▶ Your objective
Print every one of the records below word for word, and leave the pictures out.

▶ Material provided
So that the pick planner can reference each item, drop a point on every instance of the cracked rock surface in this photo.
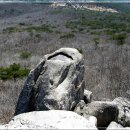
(55, 84)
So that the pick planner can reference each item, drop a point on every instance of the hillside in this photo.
(29, 31)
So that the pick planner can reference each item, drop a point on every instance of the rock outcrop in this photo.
(52, 119)
(87, 96)
(124, 110)
(105, 112)
(56, 83)
(115, 126)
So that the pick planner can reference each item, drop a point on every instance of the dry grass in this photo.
(107, 64)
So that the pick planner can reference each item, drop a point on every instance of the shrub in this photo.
(22, 24)
(67, 36)
(80, 50)
(13, 71)
(96, 41)
(25, 55)
(11, 30)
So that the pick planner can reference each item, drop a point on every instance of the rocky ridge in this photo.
(55, 88)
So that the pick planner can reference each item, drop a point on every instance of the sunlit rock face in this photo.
(52, 119)
(56, 83)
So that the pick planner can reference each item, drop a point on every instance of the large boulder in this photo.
(123, 105)
(87, 96)
(105, 112)
(53, 119)
(56, 83)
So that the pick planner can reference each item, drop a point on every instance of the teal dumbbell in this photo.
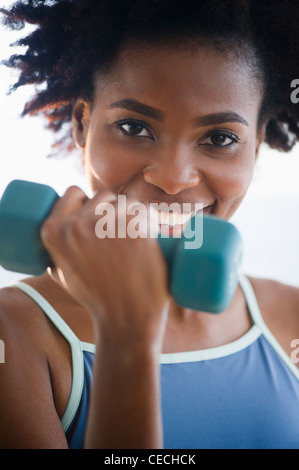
(204, 278)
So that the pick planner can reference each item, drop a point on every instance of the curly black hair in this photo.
(74, 39)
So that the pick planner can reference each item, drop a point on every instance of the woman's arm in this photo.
(123, 285)
(28, 416)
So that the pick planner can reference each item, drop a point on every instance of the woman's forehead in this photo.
(187, 77)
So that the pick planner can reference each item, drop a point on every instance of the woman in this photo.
(169, 101)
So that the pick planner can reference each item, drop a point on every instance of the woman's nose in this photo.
(172, 175)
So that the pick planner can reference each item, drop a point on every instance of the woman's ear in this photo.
(260, 139)
(80, 122)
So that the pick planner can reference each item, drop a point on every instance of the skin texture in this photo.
(114, 292)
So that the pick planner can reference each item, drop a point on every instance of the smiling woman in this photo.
(169, 102)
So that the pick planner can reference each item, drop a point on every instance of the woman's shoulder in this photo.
(279, 305)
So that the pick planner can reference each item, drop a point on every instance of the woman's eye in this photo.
(133, 128)
(220, 140)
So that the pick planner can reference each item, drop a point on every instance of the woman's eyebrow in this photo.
(219, 118)
(206, 120)
(141, 108)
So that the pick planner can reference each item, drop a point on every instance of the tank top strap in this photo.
(258, 320)
(76, 350)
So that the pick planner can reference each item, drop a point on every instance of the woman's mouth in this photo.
(173, 223)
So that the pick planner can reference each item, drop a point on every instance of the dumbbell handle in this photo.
(202, 279)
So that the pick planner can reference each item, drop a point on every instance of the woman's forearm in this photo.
(125, 411)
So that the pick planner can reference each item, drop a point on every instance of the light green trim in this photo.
(75, 344)
(258, 320)
(89, 347)
(213, 353)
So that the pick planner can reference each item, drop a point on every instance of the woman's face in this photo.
(171, 125)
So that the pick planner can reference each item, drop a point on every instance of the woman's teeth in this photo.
(173, 218)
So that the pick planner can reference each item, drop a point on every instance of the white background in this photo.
(268, 218)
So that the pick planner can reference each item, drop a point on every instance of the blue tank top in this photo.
(242, 395)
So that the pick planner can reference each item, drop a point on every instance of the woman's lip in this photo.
(176, 230)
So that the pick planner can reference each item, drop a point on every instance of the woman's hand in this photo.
(122, 282)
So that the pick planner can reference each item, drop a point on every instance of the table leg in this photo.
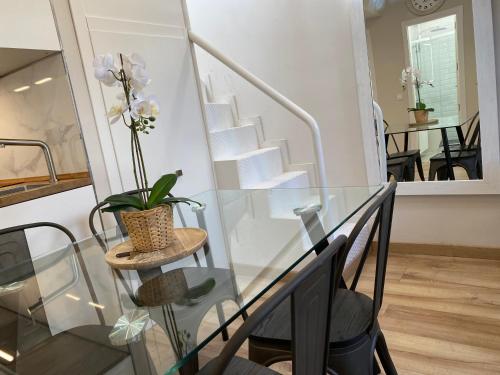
(314, 228)
(446, 146)
(460, 134)
(164, 317)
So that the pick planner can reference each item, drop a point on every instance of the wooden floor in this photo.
(441, 315)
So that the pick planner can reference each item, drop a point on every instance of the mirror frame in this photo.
(488, 107)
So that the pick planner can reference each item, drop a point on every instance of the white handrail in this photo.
(274, 94)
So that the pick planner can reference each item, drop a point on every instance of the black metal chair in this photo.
(413, 155)
(40, 352)
(398, 168)
(308, 297)
(462, 144)
(355, 332)
(467, 156)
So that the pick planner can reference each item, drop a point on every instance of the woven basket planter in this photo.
(150, 230)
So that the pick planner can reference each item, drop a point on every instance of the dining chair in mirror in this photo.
(415, 159)
(466, 155)
(26, 330)
(355, 333)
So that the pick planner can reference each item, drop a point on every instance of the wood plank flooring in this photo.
(441, 315)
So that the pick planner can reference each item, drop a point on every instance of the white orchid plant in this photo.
(138, 113)
(412, 76)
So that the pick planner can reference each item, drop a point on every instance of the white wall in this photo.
(28, 24)
(154, 29)
(44, 112)
(303, 49)
(459, 220)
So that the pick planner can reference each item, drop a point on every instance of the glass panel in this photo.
(74, 306)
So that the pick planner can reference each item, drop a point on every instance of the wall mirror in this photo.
(424, 65)
(37, 106)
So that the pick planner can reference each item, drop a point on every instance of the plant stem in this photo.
(132, 142)
(141, 159)
(135, 144)
(140, 164)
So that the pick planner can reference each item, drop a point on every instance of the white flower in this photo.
(142, 106)
(135, 69)
(104, 67)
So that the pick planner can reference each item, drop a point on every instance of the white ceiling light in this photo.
(43, 80)
(22, 88)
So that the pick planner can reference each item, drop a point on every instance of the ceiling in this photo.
(12, 59)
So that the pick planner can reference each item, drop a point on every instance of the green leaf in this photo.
(125, 200)
(114, 208)
(160, 189)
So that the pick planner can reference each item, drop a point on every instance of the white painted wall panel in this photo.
(153, 29)
(28, 24)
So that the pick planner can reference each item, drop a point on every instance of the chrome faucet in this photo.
(45, 148)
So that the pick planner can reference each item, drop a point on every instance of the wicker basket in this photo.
(150, 230)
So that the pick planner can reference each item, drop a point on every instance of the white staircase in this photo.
(243, 157)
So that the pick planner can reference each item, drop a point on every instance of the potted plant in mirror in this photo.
(148, 214)
(413, 76)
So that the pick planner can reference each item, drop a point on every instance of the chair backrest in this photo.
(382, 209)
(311, 292)
(472, 131)
(15, 256)
(392, 136)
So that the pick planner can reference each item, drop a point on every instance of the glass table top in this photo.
(70, 304)
(444, 123)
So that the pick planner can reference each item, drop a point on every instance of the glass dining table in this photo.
(442, 125)
(91, 318)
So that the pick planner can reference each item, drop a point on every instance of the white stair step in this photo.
(228, 143)
(219, 116)
(248, 169)
(286, 180)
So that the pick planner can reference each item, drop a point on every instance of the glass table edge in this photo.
(180, 363)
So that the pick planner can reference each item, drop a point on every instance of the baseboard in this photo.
(445, 250)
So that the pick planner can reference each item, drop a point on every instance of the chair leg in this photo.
(222, 319)
(384, 356)
(376, 367)
(265, 355)
(471, 169)
(420, 168)
(442, 174)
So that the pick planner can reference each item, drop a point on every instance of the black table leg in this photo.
(460, 134)
(446, 146)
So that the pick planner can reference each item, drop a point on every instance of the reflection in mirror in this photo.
(40, 143)
(423, 71)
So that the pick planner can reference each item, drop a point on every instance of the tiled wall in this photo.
(43, 112)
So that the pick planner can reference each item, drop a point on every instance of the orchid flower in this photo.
(145, 107)
(135, 69)
(105, 69)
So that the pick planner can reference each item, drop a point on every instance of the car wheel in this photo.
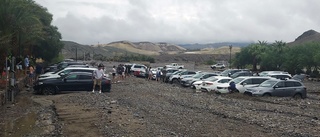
(48, 90)
(266, 95)
(176, 81)
(297, 96)
(193, 87)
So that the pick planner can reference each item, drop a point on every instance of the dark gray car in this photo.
(280, 88)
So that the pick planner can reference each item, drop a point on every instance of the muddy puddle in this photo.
(19, 127)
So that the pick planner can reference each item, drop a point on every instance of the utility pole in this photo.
(230, 47)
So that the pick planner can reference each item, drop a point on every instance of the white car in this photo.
(64, 71)
(242, 83)
(176, 78)
(211, 84)
(138, 67)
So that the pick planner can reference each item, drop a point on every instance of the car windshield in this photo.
(226, 72)
(237, 80)
(58, 71)
(213, 79)
(268, 83)
(177, 72)
(198, 75)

▶ Answer for this exercise
So that the pick planner can reference each item, drop a point on every instance of the cracked rock surface in this photo.
(55, 84)
So that the pick planner can reference each item, drop a point on every instance of the hillside in this photo.
(29, 31)
So that the pick planner can reference each item, drop a point on every instance of the rock outcrop in this photo.
(52, 119)
(87, 96)
(124, 110)
(105, 112)
(56, 83)
(115, 126)
So that the pick planner can reference each item, drop a point on every instance of the dry grass in this photo.
(107, 64)
So that the pick planner can reference each item, drop a point on every instance of the shrub in this photo.
(22, 24)
(67, 36)
(80, 50)
(13, 71)
(96, 41)
(25, 55)
(11, 30)
So that the pick planner can reference each item, drop a point on every instance of the rocky ridge in this photo.
(55, 88)
So that the pick planner can reference each item, drop a point on every instance of the sunlit rock face in this photo.
(52, 119)
(56, 83)
So that the pick planner can reference each item, drop a point on every instance of the large boulder in this photo.
(123, 105)
(87, 96)
(105, 112)
(53, 119)
(56, 83)
So that the pick planner can reference each item, drop a point on every instance of the teal dumbbell in this photo.
(204, 278)
So that the pick planner can reference each item, drop a point on every instance of the curly black hair in this photo.
(74, 39)
So that the pick planner can reference each item, drop a point on every instance of the woman's arm in this photo.
(123, 285)
(28, 416)
So that the pick planner can reference each item, drop a point on every instance of the woman's forehead in this photo.
(187, 77)
So that the pick planner can reference each item, drop a point on every instance of the woman in this photo.
(169, 101)
So that the pick planner can reference each item, drop a point on every instance of the woman's nose in this photo.
(172, 175)
So that the pick planner can reference each item, drop a point on every instance of the woman's ear in this photo.
(260, 139)
(80, 122)
So that the pick planner can reference each item, drop a point on every instance of the skin texture in this photo.
(114, 292)
So that the pick planner can reference each item, drop a point on every instance of the smiling woman in this photo.
(169, 102)
So that the pick planner can reference each item, drop a point on every instance of the woman's shoulder in this photo.
(279, 305)
So that the pick planner can reference each item, drop a point on every instance of the woman's eye in this photo.
(133, 128)
(220, 140)
So that the pick planner can reference each item, drop a point on every instance of the woman's eyebrow in this photo.
(219, 118)
(206, 120)
(141, 108)
So that the pick planner can reference each item, drop a point on every instance of the tank top strap in this photo.
(258, 320)
(76, 350)
So that the pick planner can reference each item, drop a point on every instance of the woman's mouth in this photo.
(173, 223)
So that the pick planner can reference each item, drop a point on every instance of the dumbbell handle in this photo.
(202, 279)
So that the pick planner can reference each item, drop a point on every instance of the woman's forearm in this photo.
(125, 411)
So that the pick planner can reference each item, drop a point on every instance of the light green trim in this photo.
(75, 344)
(258, 320)
(89, 347)
(213, 353)
So that the pick planner can reference each item, drop a point on every instance of the woman's face in this photo.
(171, 125)
So that the pick planner can reference each item, drop a point on every instance of the woman's teeth in this photo.
(173, 218)
So that the pick planner can reference each item, drop a point on every instance of the white background in this photo.
(268, 218)
So that the pick planner can reference each item, drop a point on every instance of the blue tank top in this photo.
(242, 395)
So that the pick planner can reference each item, drop a point on every instance of the woman's lip in this photo.
(176, 230)
So that the pick planner can reference each item, drop a point on every instance of the woman's hand in this photo.
(122, 282)
So that the pick planner can reference each item, drop a point on every instance of the table leg in this photo.
(314, 228)
(446, 146)
(460, 134)
(164, 317)
So that the pick planner can reference each item, drop a point on every instance of the wooden floor in this photo.
(441, 315)
So that the pick planner can reference each item, drop a point on every instance of the mirror frame in this photo.
(488, 107)
So that the pick planner can reference each item, drop a point on every instance of the white handrail in this photo.
(274, 94)
So that the pick planner can reference each item, drop a point on every instance of the black metal chair in this photo.
(413, 155)
(40, 352)
(398, 168)
(308, 297)
(462, 144)
(355, 332)
(467, 156)
So that the pick planner can reference each item, drop a point on every instance of the woven basket planter in this photo.
(150, 230)
So that the pick planner can reference each item, drop a point on every instance of the dining chair in mirror in this photo.
(415, 159)
(466, 155)
(26, 330)
(355, 333)
So that the pick planner can reference each item, drop a point on every instance of the wood plank flooring in this photo.
(441, 315)
So that the pick planner can reference each item, drop a point on every instance of the white orchid plant in this photo.
(138, 113)
(412, 76)
So that the pick planner can reference each item, drop a point on every instance of the white wall in this photo.
(28, 24)
(154, 29)
(44, 112)
(303, 49)
(459, 220)
So that the pick planner can reference each item, drop a point on every instance of the glass panel in this photo.
(74, 306)
So that the pick planner can reference each item, drop a point on every instance of the wall mirror in this photo.
(424, 65)
(37, 106)
So that the pick planner can reference each item, drop a point on every instance of the plant stem in this photo.
(132, 142)
(141, 159)
(135, 144)
(140, 164)
So that the pick planner can reference each item, drop a point on every instance of the white flower in this photo.
(142, 106)
(135, 69)
(104, 67)
So that the pick planner can reference each item, drop a point on every instance of the white ceiling light in this photo.
(43, 80)
(22, 88)
So that the pick planner can reference each item, drop a point on every instance of the ceiling in this photo.
(12, 59)
So that the pick planner can reference each item, drop a point on every instance of the green leaf in this photo.
(125, 200)
(114, 208)
(160, 189)
So that the pick planner can reference each item, drop a point on every instance of the white painted wall panel in this photo.
(153, 29)
(28, 24)
So that the pick planner can reference each item, drop a point on every instance of the chrome faucet in this photo.
(45, 148)
So that the pick planner can reference each item, drop a point on every instance of the wicker basket in this photo.
(150, 230)
So that the pick planner can reference each item, drop a point on every instance of the white staircase in this photo.
(243, 157)
So that the pick planner can reference each item, drop a point on every instance of the potted plant in mirror in this photo.
(148, 214)
(413, 76)
So that the pick planner can reference each item, drop a point on every instance of the chair backrest in this photo.
(382, 209)
(311, 292)
(472, 131)
(15, 256)
(392, 136)
So that the pick planner can reference each item, drop a point on every instance of the glass table top in this photo.
(70, 304)
(444, 123)
So that the pick planner can reference each item, drop a point on every instance of the glass dining table in this photo.
(442, 125)
(91, 318)
So that the pick planner can reference each item, drop a point on every instance of the white stair step in this photo.
(228, 143)
(219, 116)
(248, 169)
(286, 180)
So that the pick planner can reference each item, drop a point on every instance of the glass table edge in this photo.
(180, 363)
So that the pick planner can reference each item, drop a point on every instance of the baseboard in this photo.
(445, 250)
So that the pick planner can reference each item, drop a point on every instance of the chair leg in this photo.
(222, 319)
(384, 356)
(376, 367)
(265, 355)
(471, 169)
(420, 168)
(442, 174)
So that the pick planner can reference each item, drop a point on every instance of the black table leg in this photo.
(460, 134)
(446, 146)
So that the pick planner can reference each item, drop a point on every instance of the reflection in mirror in this photo.
(40, 143)
(423, 71)
So that the pick planner can reference each item, drop a point on every instance of the tiled wall in this photo.
(43, 112)
So that the pick planner can reference each item, drop a point on every instance of the orchid flower in this photo.
(145, 107)
(135, 69)
(105, 69)
So that the pick planner can reference each item, drop a point on every instance of the car wheel in this photo.
(48, 90)
(266, 95)
(176, 81)
(297, 96)
(193, 87)
So that the pick planner can reference each item, drop a point on every instance of the dark gray car in this photo.
(280, 88)
So that the pick planner can reference each item, drop a point on every instance of the muddy puddle in this photo.
(19, 127)
So that the pick planner can reference each item, drop a point on every instance of the utility pole in this photo.
(230, 47)
So that the pick planner can reference each item, drop a point on every instance of the white car in this photo.
(64, 71)
(242, 83)
(176, 78)
(211, 84)
(138, 67)
So that the pick planner can reference each item, drop a point on every instance of the car windshield in this photo.
(226, 72)
(237, 80)
(58, 71)
(213, 79)
(268, 83)
(177, 72)
(198, 75)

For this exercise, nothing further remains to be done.